**PASSAGE**
==================================================
Jacob Aue Sobol. Photo: Roberta Tavares
How did you first meet Anders Petersen? Did you choose to work with him, or were you invited?
I have to think about this. I think that the first time I heard about the project was when Anders Petersen called me himself. He said that he'd like to put on a show with me, and asked me if I'd be interested.
Did you know him personally beforehand?
I knew of his works, of course, and he had also been my teacher – for a very short time in 1999, at the Danish photography school Fatamorgana. This school had been inspired by Christer Strömholm's school in Stockholm, where Anders taught. He was our guest-lecturer for a week, but I doubt that he remembered me from that time; it's more likely that he had seen my works that were done at a later time. The head of Fatamorgana was Morten Bo. He was very inspired by Christer Strömholm, and that's why he developed a similar school in Copenhagen – with the same approach to photography and way of communicating with people.
What is this special approach?
For me, it was unlike anything I had ever experienced before. At the time, I was a complete beginner and I hadn't taken many pictures. Every week we had a new guest-lecturer, and I had the opportunity to learn various approaches and to try them out. That was a part of student life – meeting new teachers and getting to know their work and methods. With Anders, it was special – I could feel his fascination with other people. He wasn't somebody who looked in from the outside, but rather a photographer who was ready to put his camera aside, meet new people, get to know them, and only then – take their pictures. It was more subjective; it was more about meeting someone and the intimate contact that occurs between you and the person that you are photographing.
Was Anders Petersen your main inspiration?
At the time, the inspirations were many and varied, including Nan Goldin and Martin Parr – who was a completely different kind of photographer. I just want to say that I was 21 back then, and I was very open to trying different things. One week my pictures looked like this, the next week they were different. Later, when I finished school, I had to find myself, my own language, and that was a challenge.
Jacob Aue Sobol. Sabine
How did you find your own language, and what did it consist of?
When I finished college, I decided to go to the eastern coast of Greenland, a very desolate region. There were several reasons for doing this – my father had recently died, and he had been to Greenland and told me many stories about the place; he had also given me a book by an artist from Greenland, which had very minimalistic drawings and poems about daily life on the eastern coast of Greenland.
The author of the book was both an artist and a poet?
==================================================
[Annotated coordinate records]
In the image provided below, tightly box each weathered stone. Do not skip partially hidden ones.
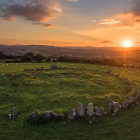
[96,107,105,116]
[41,111,54,122]
[106,103,112,114]
[77,103,85,117]
[87,103,93,116]
[53,113,63,121]
[122,101,129,109]
[68,109,76,120]
[12,107,18,118]
[136,102,140,106]
[27,110,41,124]
[50,65,57,70]
[106,70,112,74]
[111,101,121,113]
[128,97,135,105]
[134,91,140,103]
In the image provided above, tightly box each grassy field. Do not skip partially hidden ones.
[0,63,140,140]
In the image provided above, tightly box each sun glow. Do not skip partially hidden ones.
[122,40,133,48]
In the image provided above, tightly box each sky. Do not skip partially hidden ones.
[0,0,140,47]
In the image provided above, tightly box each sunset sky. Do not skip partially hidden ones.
[0,0,140,47]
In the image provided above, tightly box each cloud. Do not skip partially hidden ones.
[43,23,55,28]
[101,40,112,44]
[0,0,63,22]
[132,0,140,16]
[33,22,55,28]
[66,0,80,2]
[100,18,120,25]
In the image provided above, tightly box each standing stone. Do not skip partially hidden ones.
[50,65,57,70]
[41,111,54,122]
[53,113,63,121]
[77,103,85,117]
[112,101,121,113]
[122,101,129,109]
[87,102,93,117]
[96,107,105,116]
[128,97,135,105]
[106,70,112,74]
[106,103,112,114]
[12,107,18,118]
[134,91,140,103]
[68,108,76,120]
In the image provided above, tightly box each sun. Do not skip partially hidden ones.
[122,40,133,48]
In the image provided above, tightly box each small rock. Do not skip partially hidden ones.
[106,70,112,74]
[68,109,76,120]
[111,101,121,113]
[27,110,41,124]
[106,103,112,114]
[136,102,140,106]
[134,91,140,103]
[12,107,18,119]
[41,111,54,122]
[128,97,135,105]
[8,114,12,119]
[77,103,85,117]
[122,101,129,109]
[87,103,93,117]
[96,107,104,116]
[53,113,63,121]
[50,65,57,70]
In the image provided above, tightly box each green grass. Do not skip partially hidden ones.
[0,63,140,140]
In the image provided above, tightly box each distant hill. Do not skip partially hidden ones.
[0,45,140,59]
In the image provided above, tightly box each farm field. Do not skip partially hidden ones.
[0,63,140,140]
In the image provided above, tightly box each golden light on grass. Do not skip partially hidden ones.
[122,40,133,48]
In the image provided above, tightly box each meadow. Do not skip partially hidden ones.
[0,63,140,140]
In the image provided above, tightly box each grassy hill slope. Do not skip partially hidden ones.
[0,63,140,140]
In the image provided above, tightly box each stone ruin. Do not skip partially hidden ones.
[8,92,140,124]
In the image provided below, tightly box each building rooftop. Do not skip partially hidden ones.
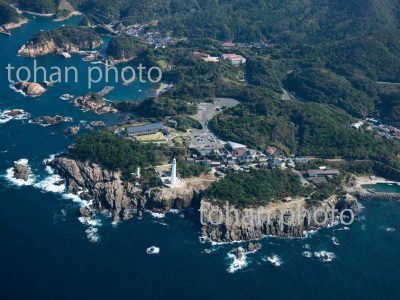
[227,142,247,150]
[126,122,164,134]
[307,169,340,176]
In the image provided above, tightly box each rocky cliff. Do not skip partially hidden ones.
[49,157,143,221]
[48,156,199,222]
[200,195,360,242]
[14,81,46,97]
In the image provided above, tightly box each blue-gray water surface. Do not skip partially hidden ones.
[0,12,400,300]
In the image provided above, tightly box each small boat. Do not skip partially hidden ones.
[0,31,11,36]
[146,246,160,255]
[267,254,282,267]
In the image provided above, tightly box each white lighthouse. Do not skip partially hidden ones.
[169,158,176,186]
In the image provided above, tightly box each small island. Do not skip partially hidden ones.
[12,81,46,97]
[0,1,28,35]
[18,26,102,57]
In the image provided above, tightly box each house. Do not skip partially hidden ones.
[61,52,72,59]
[167,119,178,128]
[309,177,328,186]
[351,121,364,129]
[222,54,247,65]
[202,56,219,62]
[222,42,235,48]
[268,159,286,170]
[267,146,278,156]
[125,122,164,137]
[192,51,209,57]
[226,141,247,156]
[307,169,340,178]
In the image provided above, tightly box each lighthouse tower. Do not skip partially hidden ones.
[169,158,176,186]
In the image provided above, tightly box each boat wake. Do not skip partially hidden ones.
[226,247,248,274]
[0,109,30,124]
[314,250,336,262]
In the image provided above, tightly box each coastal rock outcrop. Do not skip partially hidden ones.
[32,115,73,126]
[146,187,200,212]
[13,81,46,97]
[64,125,81,136]
[200,195,360,242]
[14,162,32,181]
[49,157,145,222]
[72,93,117,115]
[18,40,58,57]
[18,35,102,58]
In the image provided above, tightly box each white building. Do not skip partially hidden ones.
[222,54,247,65]
[169,158,176,187]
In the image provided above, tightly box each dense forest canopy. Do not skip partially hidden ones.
[0,1,19,26]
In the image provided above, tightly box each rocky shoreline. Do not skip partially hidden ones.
[48,155,368,243]
[12,81,46,97]
[354,191,400,201]
[18,39,102,58]
[200,195,361,243]
[48,156,199,222]
[32,115,73,126]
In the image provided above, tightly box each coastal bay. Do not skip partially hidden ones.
[0,6,400,299]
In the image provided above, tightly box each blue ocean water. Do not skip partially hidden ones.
[0,12,400,299]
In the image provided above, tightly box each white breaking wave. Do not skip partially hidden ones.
[226,247,248,273]
[78,217,102,243]
[0,109,30,124]
[34,175,66,194]
[85,227,100,243]
[314,250,336,262]
[9,83,26,97]
[150,212,165,219]
[4,158,36,186]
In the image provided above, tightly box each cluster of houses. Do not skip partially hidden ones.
[351,118,400,140]
[124,119,340,185]
[192,51,247,65]
[113,20,182,48]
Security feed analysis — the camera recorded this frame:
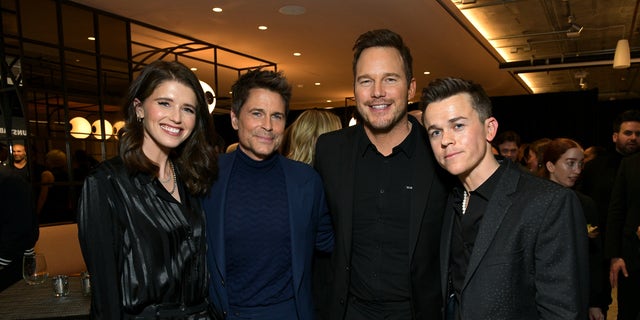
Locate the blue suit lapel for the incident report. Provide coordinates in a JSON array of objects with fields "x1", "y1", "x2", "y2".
[{"x1": 462, "y1": 165, "x2": 520, "y2": 291}]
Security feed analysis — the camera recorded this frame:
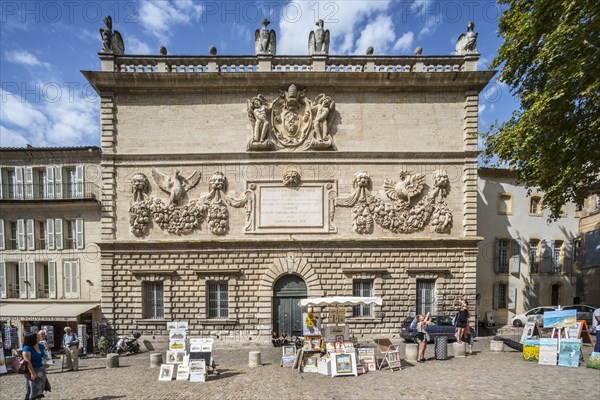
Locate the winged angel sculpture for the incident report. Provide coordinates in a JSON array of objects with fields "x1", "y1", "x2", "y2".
[
  {"x1": 308, "y1": 19, "x2": 329, "y2": 56},
  {"x1": 152, "y1": 168, "x2": 202, "y2": 206},
  {"x1": 100, "y1": 15, "x2": 125, "y2": 56},
  {"x1": 254, "y1": 18, "x2": 277, "y2": 56}
]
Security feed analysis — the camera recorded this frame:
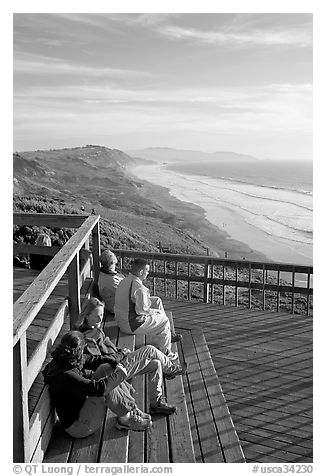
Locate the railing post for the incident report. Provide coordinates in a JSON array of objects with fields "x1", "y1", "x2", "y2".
[
  {"x1": 248, "y1": 263, "x2": 252, "y2": 309},
  {"x1": 234, "y1": 263, "x2": 239, "y2": 307},
  {"x1": 204, "y1": 259, "x2": 209, "y2": 303},
  {"x1": 68, "y1": 252, "x2": 80, "y2": 330},
  {"x1": 13, "y1": 333, "x2": 30, "y2": 463},
  {"x1": 307, "y1": 273, "x2": 310, "y2": 316},
  {"x1": 92, "y1": 222, "x2": 101, "y2": 283}
]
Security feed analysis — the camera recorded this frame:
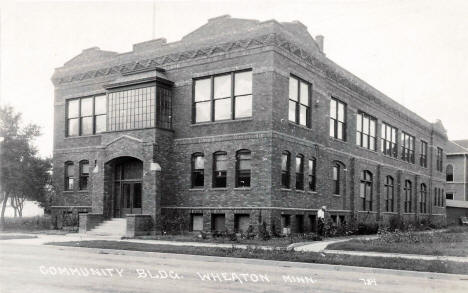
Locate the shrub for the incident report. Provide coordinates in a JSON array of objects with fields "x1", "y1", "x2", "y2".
[
  {"x1": 389, "y1": 215, "x2": 406, "y2": 231},
  {"x1": 258, "y1": 221, "x2": 271, "y2": 241},
  {"x1": 357, "y1": 223, "x2": 379, "y2": 235},
  {"x1": 2, "y1": 216, "x2": 54, "y2": 231}
]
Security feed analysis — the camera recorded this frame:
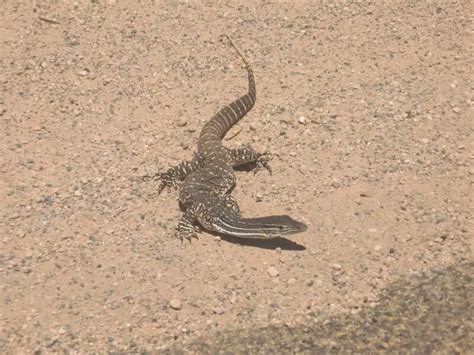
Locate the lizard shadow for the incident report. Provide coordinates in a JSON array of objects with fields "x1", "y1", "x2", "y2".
[{"x1": 206, "y1": 231, "x2": 306, "y2": 251}]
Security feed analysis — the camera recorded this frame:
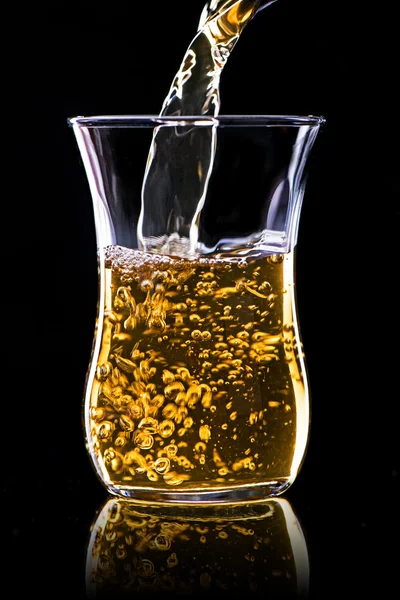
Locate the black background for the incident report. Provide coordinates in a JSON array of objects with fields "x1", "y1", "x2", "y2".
[{"x1": 1, "y1": 0, "x2": 400, "y2": 599}]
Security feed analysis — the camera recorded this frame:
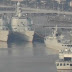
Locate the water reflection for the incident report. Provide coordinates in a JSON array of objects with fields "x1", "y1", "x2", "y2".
[
  {"x1": 57, "y1": 70, "x2": 72, "y2": 72},
  {"x1": 0, "y1": 42, "x2": 57, "y2": 57},
  {"x1": 0, "y1": 41, "x2": 8, "y2": 48}
]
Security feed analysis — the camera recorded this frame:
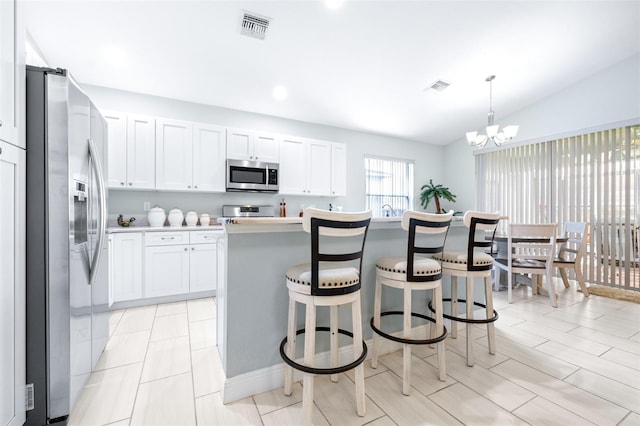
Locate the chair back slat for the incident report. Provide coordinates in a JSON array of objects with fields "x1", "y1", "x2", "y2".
[
  {"x1": 402, "y1": 210, "x2": 453, "y2": 282},
  {"x1": 508, "y1": 223, "x2": 557, "y2": 272},
  {"x1": 463, "y1": 210, "x2": 500, "y2": 271},
  {"x1": 302, "y1": 208, "x2": 371, "y2": 296}
]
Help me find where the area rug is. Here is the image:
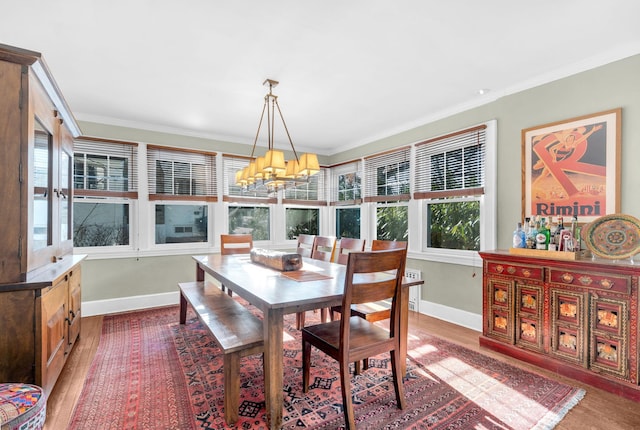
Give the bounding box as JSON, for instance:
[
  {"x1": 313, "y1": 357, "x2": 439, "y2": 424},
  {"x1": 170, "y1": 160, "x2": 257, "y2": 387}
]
[
  {"x1": 68, "y1": 306, "x2": 197, "y2": 430},
  {"x1": 70, "y1": 304, "x2": 584, "y2": 430},
  {"x1": 173, "y1": 298, "x2": 584, "y2": 430}
]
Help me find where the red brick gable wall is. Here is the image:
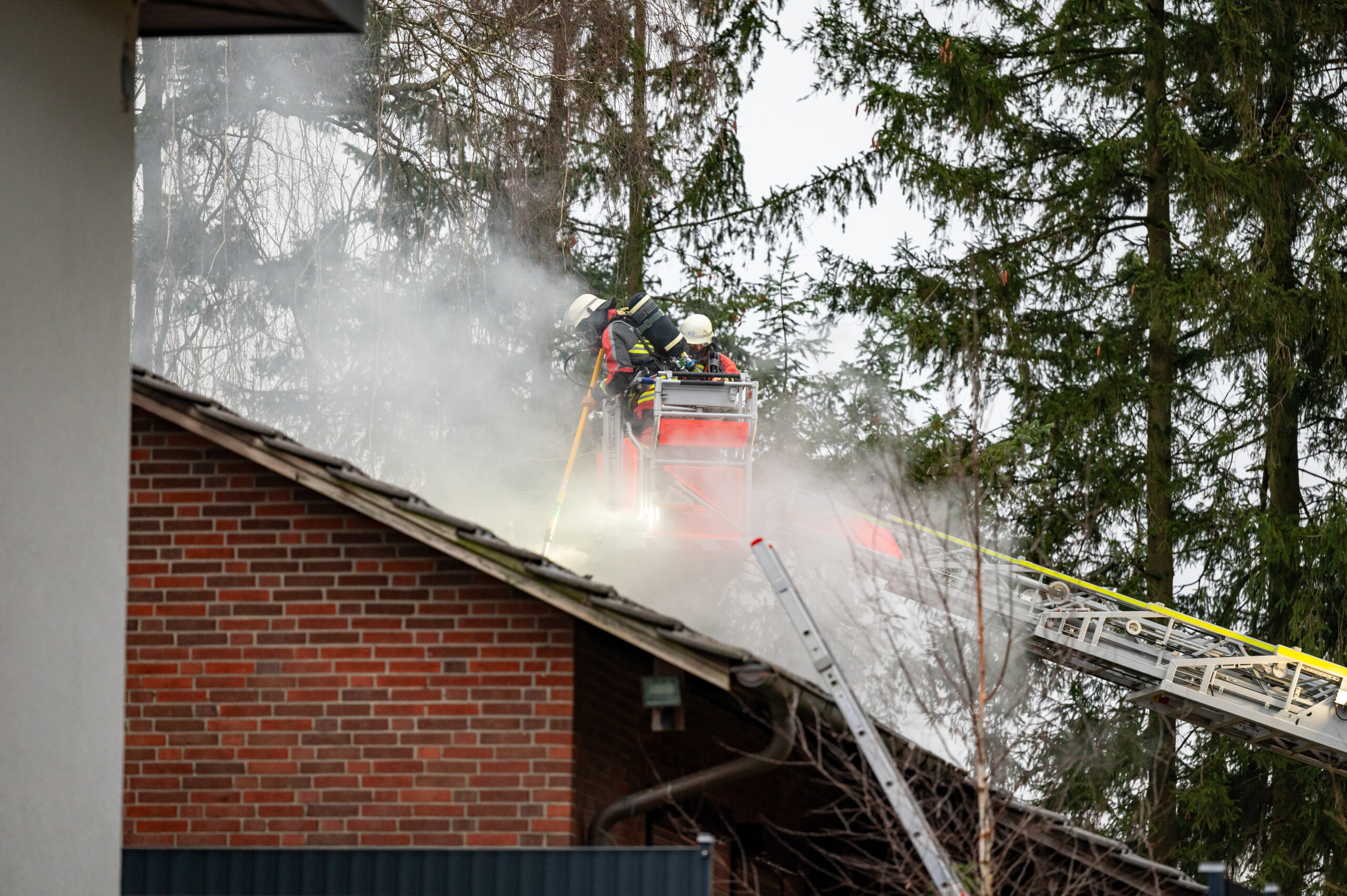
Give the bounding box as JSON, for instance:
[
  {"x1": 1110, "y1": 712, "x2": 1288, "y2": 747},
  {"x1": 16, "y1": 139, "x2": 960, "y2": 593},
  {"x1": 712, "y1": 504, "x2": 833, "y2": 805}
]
[{"x1": 124, "y1": 408, "x2": 574, "y2": 846}]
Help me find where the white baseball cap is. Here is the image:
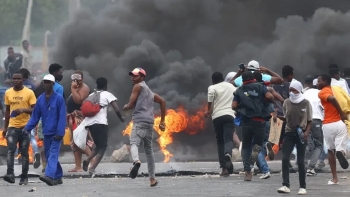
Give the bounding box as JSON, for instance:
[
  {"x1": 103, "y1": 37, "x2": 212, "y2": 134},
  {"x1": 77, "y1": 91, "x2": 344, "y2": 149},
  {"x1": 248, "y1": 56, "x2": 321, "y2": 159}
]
[
  {"x1": 225, "y1": 72, "x2": 236, "y2": 82},
  {"x1": 247, "y1": 60, "x2": 260, "y2": 70},
  {"x1": 43, "y1": 74, "x2": 55, "y2": 83}
]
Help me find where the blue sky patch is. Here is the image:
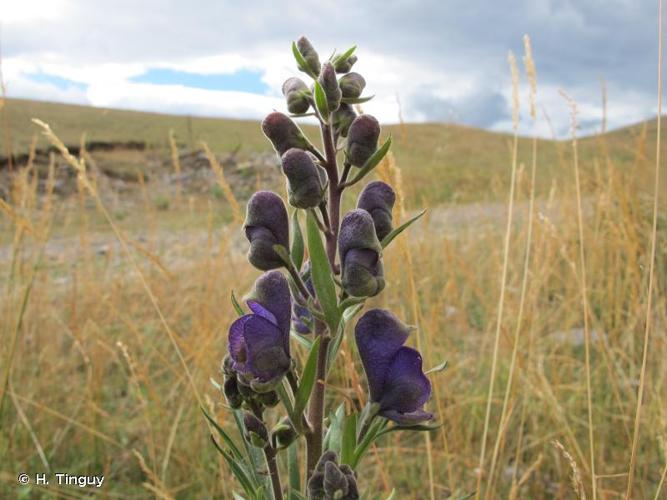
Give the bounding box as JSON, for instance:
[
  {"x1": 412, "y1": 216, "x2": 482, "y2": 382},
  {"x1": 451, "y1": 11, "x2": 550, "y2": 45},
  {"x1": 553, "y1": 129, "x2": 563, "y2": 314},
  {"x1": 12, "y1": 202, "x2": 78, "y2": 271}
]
[
  {"x1": 27, "y1": 72, "x2": 88, "y2": 90},
  {"x1": 130, "y1": 68, "x2": 269, "y2": 94}
]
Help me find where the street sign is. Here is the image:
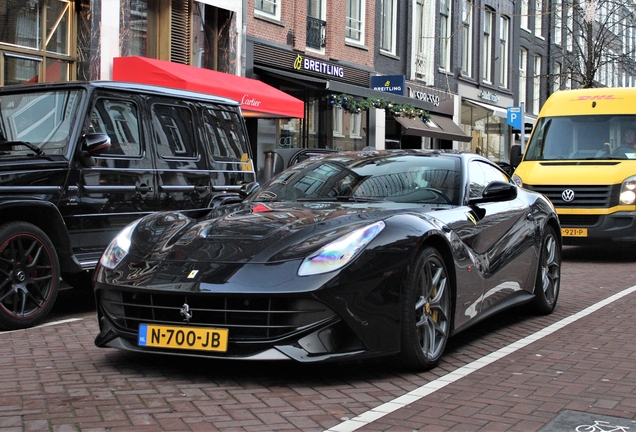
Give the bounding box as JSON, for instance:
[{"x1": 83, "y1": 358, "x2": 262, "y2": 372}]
[{"x1": 508, "y1": 107, "x2": 523, "y2": 130}]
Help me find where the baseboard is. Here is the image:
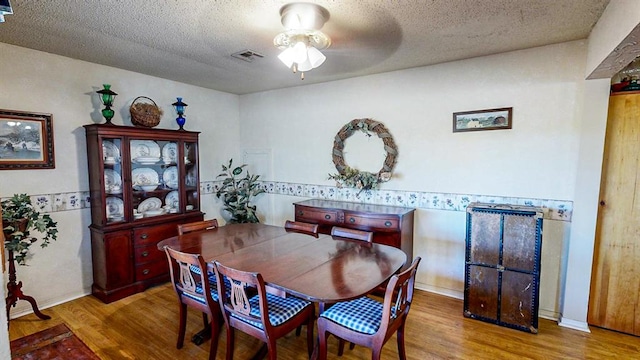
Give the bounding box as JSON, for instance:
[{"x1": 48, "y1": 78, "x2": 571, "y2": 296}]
==================================================
**TO-DO LIST**
[a] According to the interview, at which Danish photography school did Anders Petersen teach for a week in 1999?
[b] Continue the interview with Jacob Aue Sobol from the point where it stops.
None of these entries is needed here.

**OUTPUTS**
[a] Fatamorgana.

[b]
Yes, and also a hunter. The book was about the conflict between the traditional way of life and the modern world. Denmark colonized Greenland, and there exists a conflict between the traditional Inuit culture and Danish culture. A part of his poems were on this theme. I thought it would be interesting to do a project in eastern Greenland about this strange connection between the past and the present, and the current cultural conflict. But it ended up completely different because I fell in love with a local woman, Sabine, and as a result, I spent two years living in her village of about 150 people. I lived with her family, who taught me to hunt and fish, and so that's what I did then. During that time, there were about six months in which I didn't even do any photography – I didn't feel like I should; there were other, more important things to do. For example, making sure the family had enough food. I discovered that in these small villages, the people are rather poor, even if they do receive a lot of subsidies. When I went out to hunt and photograph at the same time, they couldn't care less that I returned with two full rolls of film. And why should they? But when I came back with a seal or with fish, the whole family was happy. One seal could feed them for a week. That's how they survive. That became my daily life. After about six months, it was time for the christening of Sabine's sister's child. Sabine was very happy about this and she started to dance at the house, even getting up on the table; as she held up her skirt, her ripped pantyhose were revealed. I remember that moment as the first time that I felt that I want to photograph again – because what I had seen was something that I wanted to remember and hold on to. I only had a small camera for snapshots because the big one was broken. So, with the small camera, I saved her dancing for posterity; afterwards, I began to photograph every emotional situation that I felt that I wanted to document. Namely, I began to photograph daily life with my girlfriend, basically taking inspiration from love and curiosity.
From Sabine series
You hadn't taken pictures of such subjects before then?
When you head to new places, often times the only ones who want to communicate with you at first are at the people in the margins of society. It's an easy rut to fall into, because their environment is more dramatic. In a sense, that's what happened to me in Greenland as well, since I had arrived to do documentary photography and I worked in a very traditional way – with traditional compositions and so on. But then I began photographing my girlfriend with a pocket camera, and the process became much more playful and incidental. Before, I used to photograph every dramatic situation from various angles – which is characteristic of photo-journalists – but with the pocket camera, the sequences and pictures were completely different – one picture, for instance, was of the shower; the second – of a child jumping from the roof; the third – of us, out hunting. It also think that when I lived there, I had put aside my identity and my nature of being a photographer. It was, however, always in the background – whenever I went to visit somebody, I always took along the small pocket camera, even though I usually never even used it.
You said that when you entered a new environment, it was usually the marginalized people who first showed their interest. Why do you think that is?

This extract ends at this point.